Pick out the lines below that include the string "pants".

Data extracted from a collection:
===============

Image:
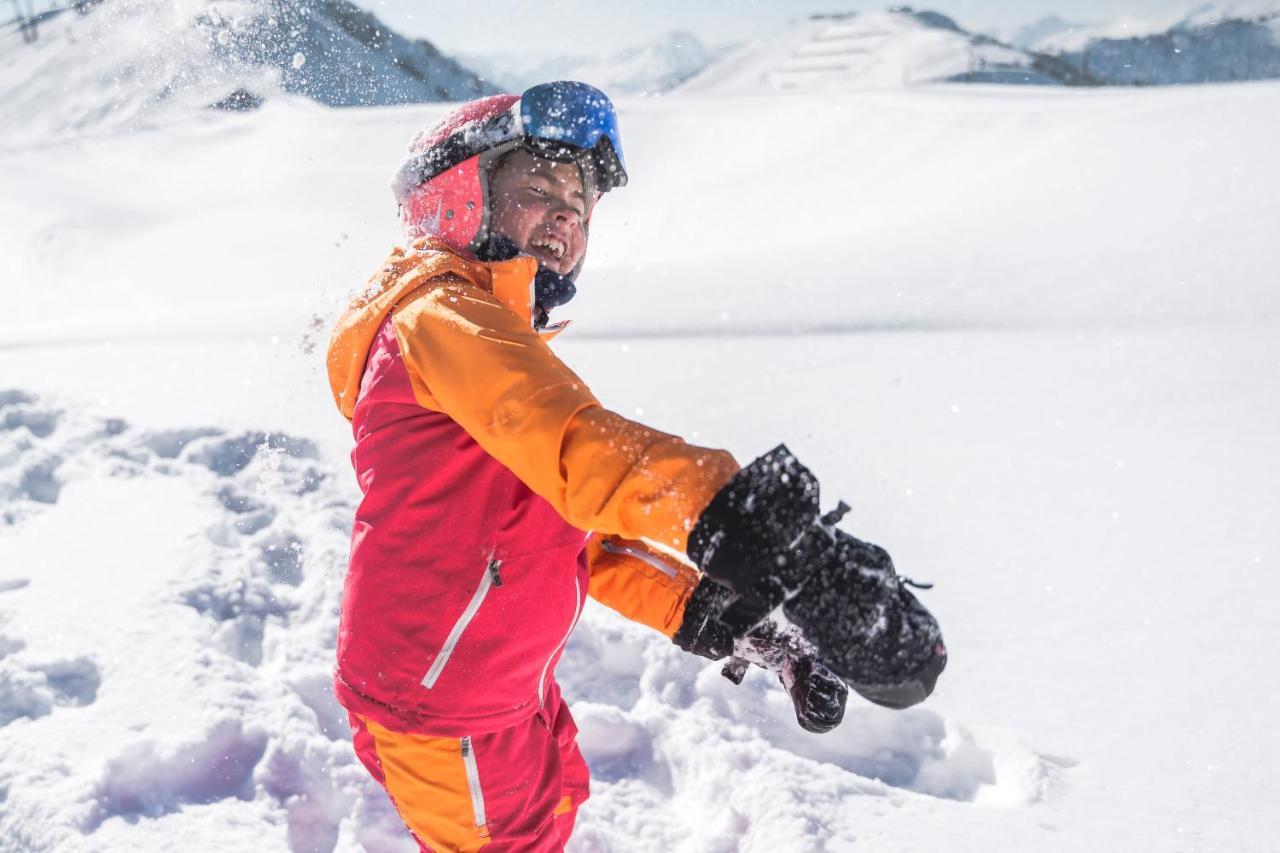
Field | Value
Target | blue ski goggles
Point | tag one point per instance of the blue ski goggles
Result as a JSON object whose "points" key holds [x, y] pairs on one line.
{"points": [[566, 119]]}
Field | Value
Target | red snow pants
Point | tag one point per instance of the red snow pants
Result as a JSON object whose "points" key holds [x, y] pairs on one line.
{"points": [[513, 789]]}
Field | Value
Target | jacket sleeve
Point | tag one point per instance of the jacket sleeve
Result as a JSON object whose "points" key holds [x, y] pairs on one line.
{"points": [[475, 360], [643, 584]]}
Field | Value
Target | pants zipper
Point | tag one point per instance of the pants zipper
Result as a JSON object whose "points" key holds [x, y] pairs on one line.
{"points": [[469, 762]]}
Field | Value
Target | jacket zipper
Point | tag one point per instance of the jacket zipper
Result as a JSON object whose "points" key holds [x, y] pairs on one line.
{"points": [[487, 580], [644, 556], [577, 610], [469, 761]]}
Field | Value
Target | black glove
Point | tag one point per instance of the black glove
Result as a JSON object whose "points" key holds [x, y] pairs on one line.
{"points": [[817, 693], [763, 538]]}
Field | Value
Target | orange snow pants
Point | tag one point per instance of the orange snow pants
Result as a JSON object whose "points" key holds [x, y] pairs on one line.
{"points": [[515, 789]]}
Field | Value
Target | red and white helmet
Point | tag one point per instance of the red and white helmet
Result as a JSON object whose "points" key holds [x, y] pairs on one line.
{"points": [[443, 186]]}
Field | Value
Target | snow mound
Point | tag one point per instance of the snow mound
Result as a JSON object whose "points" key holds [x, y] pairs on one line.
{"points": [[126, 64], [872, 50], [192, 701], [644, 69]]}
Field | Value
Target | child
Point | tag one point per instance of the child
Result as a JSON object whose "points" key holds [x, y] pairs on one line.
{"points": [[484, 464]]}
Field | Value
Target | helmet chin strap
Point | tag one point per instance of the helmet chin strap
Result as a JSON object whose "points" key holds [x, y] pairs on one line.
{"points": [[551, 288]]}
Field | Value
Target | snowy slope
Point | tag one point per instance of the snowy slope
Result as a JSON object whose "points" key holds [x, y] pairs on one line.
{"points": [[644, 69], [1028, 334], [137, 63], [1214, 42], [863, 50]]}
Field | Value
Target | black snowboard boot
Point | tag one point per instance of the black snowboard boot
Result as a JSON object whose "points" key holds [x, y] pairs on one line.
{"points": [[763, 538]]}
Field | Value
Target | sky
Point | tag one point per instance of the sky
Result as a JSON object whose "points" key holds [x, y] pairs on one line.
{"points": [[600, 26]]}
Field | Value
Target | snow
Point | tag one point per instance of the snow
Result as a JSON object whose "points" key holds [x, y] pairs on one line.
{"points": [[647, 68], [128, 64], [868, 50], [1028, 336]]}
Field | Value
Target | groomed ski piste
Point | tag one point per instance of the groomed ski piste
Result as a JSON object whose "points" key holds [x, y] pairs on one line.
{"points": [[1029, 336]]}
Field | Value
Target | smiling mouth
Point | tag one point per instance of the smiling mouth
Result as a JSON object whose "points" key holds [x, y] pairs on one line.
{"points": [[549, 245]]}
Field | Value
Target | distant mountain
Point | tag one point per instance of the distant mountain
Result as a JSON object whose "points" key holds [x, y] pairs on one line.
{"points": [[1029, 36], [644, 69], [132, 63], [872, 50], [1216, 42]]}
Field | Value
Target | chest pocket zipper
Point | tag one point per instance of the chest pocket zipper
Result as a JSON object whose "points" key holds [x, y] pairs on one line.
{"points": [[490, 578], [644, 556]]}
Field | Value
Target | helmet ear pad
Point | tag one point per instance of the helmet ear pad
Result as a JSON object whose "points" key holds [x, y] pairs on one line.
{"points": [[453, 206]]}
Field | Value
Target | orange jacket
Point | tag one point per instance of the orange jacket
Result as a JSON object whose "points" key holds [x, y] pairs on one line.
{"points": [[465, 334]]}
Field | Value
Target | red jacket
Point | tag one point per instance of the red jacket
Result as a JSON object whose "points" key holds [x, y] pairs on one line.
{"points": [[483, 463]]}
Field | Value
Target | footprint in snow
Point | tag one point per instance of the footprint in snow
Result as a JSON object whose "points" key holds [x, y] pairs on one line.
{"points": [[35, 689]]}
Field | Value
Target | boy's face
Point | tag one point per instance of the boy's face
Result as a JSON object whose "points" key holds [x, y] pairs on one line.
{"points": [[539, 204]]}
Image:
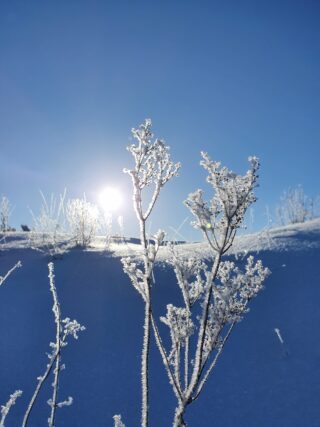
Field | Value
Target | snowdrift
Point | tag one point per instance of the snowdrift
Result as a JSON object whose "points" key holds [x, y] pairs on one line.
{"points": [[258, 382]]}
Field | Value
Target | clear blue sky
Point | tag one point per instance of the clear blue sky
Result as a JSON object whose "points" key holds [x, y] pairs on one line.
{"points": [[233, 78]]}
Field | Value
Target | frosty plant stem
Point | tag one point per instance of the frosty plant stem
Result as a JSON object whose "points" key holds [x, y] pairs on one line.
{"points": [[64, 328], [153, 167], [4, 278], [6, 408], [222, 291]]}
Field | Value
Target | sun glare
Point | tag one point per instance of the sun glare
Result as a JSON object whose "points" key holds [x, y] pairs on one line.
{"points": [[110, 199]]}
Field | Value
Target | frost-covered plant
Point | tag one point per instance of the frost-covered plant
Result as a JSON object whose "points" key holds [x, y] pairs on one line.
{"points": [[64, 329], [4, 278], [295, 206], [6, 408], [83, 219], [220, 293], [48, 231], [5, 212], [153, 168], [117, 421]]}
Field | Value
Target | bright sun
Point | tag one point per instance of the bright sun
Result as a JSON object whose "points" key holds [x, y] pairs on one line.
{"points": [[110, 199]]}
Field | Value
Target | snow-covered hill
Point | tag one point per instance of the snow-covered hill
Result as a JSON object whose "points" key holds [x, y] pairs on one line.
{"points": [[258, 381]]}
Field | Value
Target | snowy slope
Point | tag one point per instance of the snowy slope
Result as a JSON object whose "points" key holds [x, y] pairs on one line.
{"points": [[258, 382]]}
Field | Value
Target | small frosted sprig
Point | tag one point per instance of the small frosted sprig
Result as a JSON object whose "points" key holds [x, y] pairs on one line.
{"points": [[67, 402], [72, 327], [178, 319], [135, 274], [6, 408], [117, 421], [4, 278]]}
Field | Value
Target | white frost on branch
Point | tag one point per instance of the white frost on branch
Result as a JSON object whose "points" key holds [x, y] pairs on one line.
{"points": [[4, 278], [117, 421], [6, 408]]}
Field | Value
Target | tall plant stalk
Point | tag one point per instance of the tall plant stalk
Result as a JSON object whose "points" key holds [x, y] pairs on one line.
{"points": [[154, 168]]}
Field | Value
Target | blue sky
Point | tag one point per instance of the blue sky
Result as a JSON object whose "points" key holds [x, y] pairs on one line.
{"points": [[233, 78]]}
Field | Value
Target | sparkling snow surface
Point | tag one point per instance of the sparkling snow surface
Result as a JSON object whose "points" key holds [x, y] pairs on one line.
{"points": [[259, 380]]}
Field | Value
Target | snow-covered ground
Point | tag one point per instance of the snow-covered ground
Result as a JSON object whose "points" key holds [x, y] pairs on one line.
{"points": [[258, 381]]}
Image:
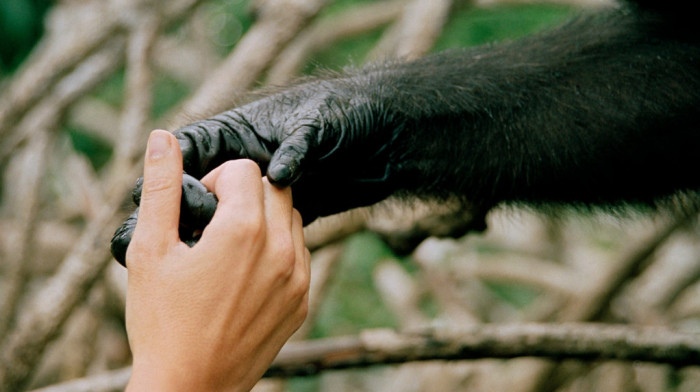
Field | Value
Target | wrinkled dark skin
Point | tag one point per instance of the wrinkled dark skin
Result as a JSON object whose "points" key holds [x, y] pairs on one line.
{"points": [[601, 111]]}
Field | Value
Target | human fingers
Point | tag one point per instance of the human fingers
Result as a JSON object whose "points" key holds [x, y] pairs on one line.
{"points": [[159, 212], [240, 211]]}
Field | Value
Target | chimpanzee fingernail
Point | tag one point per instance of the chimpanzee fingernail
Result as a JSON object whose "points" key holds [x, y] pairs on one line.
{"points": [[158, 144]]}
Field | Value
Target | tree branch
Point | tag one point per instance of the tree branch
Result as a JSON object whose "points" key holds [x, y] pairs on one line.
{"points": [[588, 342]]}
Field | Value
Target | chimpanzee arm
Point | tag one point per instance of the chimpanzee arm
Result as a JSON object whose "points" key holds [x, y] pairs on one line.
{"points": [[602, 110]]}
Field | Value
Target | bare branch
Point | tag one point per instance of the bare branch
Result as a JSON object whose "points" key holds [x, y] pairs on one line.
{"points": [[26, 217], [107, 382], [83, 78], [416, 31], [74, 31], [571, 341], [324, 33], [279, 22]]}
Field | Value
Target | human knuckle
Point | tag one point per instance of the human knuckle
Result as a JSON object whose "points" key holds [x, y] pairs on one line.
{"points": [[300, 284], [251, 225], [157, 185]]}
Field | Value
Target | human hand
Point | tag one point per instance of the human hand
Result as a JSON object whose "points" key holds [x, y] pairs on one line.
{"points": [[213, 316], [332, 141]]}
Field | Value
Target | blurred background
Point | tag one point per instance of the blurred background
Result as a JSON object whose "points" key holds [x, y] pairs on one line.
{"points": [[82, 83]]}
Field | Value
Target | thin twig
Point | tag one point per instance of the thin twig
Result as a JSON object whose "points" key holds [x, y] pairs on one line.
{"points": [[557, 341], [326, 32], [35, 159], [279, 22]]}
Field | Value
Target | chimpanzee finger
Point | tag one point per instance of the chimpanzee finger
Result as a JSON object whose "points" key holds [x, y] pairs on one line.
{"points": [[197, 207], [122, 238], [287, 163], [209, 143]]}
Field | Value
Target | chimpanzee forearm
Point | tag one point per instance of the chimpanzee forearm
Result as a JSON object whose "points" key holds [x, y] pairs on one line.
{"points": [[602, 110]]}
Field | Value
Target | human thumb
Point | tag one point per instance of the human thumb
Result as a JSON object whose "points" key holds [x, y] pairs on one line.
{"points": [[159, 212]]}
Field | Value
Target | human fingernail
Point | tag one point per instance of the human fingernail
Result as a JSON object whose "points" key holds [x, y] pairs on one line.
{"points": [[279, 172], [158, 144]]}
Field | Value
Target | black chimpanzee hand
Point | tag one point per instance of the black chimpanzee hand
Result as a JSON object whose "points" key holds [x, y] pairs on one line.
{"points": [[329, 140], [197, 207]]}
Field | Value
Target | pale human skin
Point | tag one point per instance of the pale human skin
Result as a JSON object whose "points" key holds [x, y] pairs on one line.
{"points": [[214, 316]]}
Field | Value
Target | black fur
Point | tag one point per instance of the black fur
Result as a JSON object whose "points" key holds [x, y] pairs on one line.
{"points": [[602, 111]]}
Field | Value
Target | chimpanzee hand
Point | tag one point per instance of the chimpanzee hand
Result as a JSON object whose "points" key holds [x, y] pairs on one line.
{"points": [[330, 140]]}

===============

ANSWER AREA:
Target | red snow pants
Point | tag one point per instance of the red snow pants
Target | pants zipper
Point | tag one point per instance of the pants zipper
Target | orange snow pants
Point | tag one point per instance of the orange snow pants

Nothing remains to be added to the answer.